_Task details_: Since the pictures are not wanted, retype the listing below exactly and without them.
----
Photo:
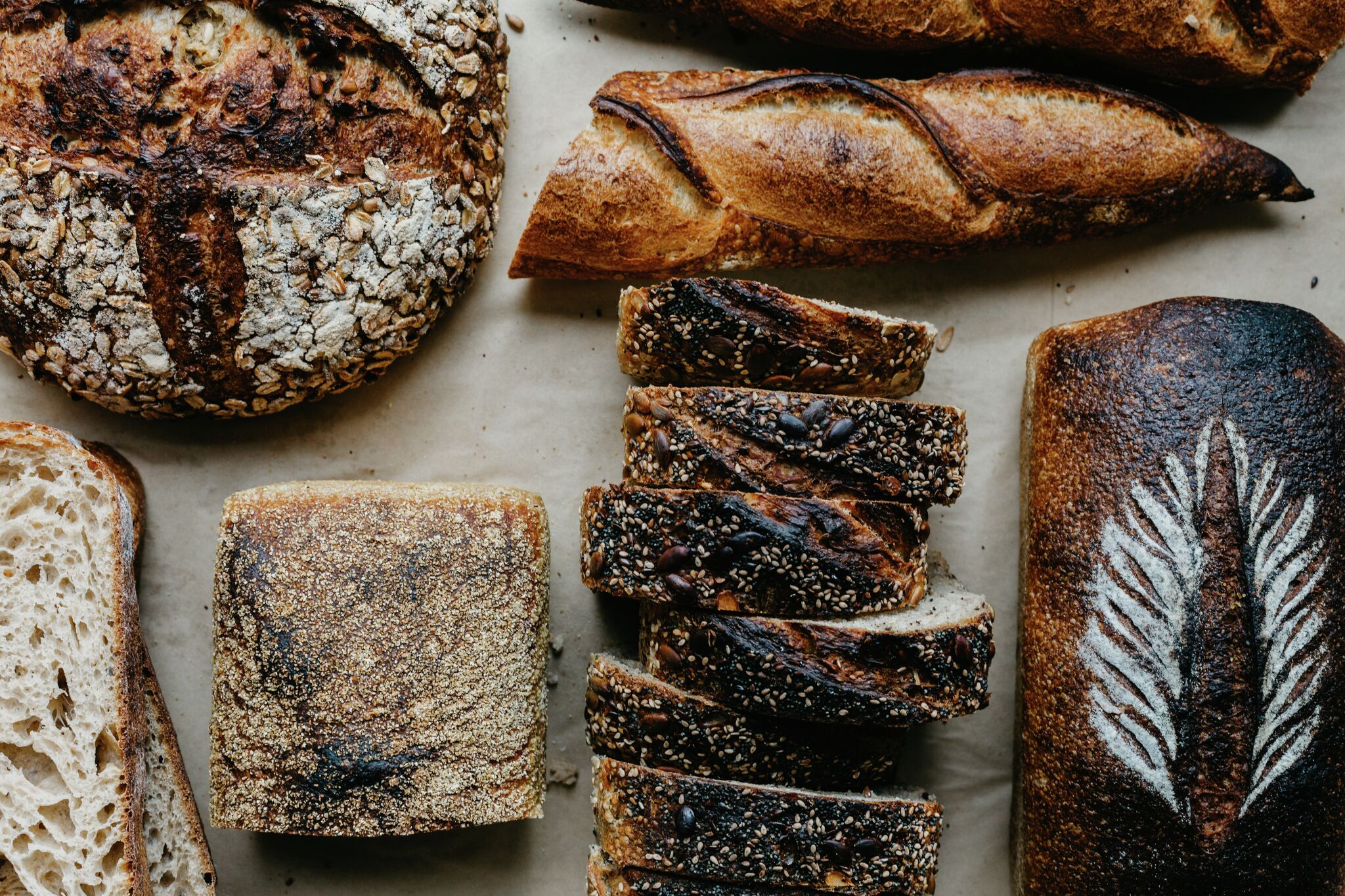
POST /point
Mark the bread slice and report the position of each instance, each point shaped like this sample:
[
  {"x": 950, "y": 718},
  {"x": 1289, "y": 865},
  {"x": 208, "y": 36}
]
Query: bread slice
[
  {"x": 735, "y": 332},
  {"x": 380, "y": 658},
  {"x": 899, "y": 668},
  {"x": 795, "y": 444},
  {"x": 768, "y": 554},
  {"x": 634, "y": 716},
  {"x": 758, "y": 834},
  {"x": 72, "y": 703}
]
----
_Answer to this problem_:
Photo:
POST /point
Mark the bread slice and report the position of each instance, each point shaped like this sample:
[
  {"x": 950, "y": 718},
  {"x": 1289, "y": 865},
  {"x": 208, "y": 36}
]
Query: bread slice
[
  {"x": 735, "y": 332},
  {"x": 380, "y": 658},
  {"x": 899, "y": 668},
  {"x": 795, "y": 444},
  {"x": 768, "y": 554},
  {"x": 634, "y": 716},
  {"x": 758, "y": 834},
  {"x": 72, "y": 703}
]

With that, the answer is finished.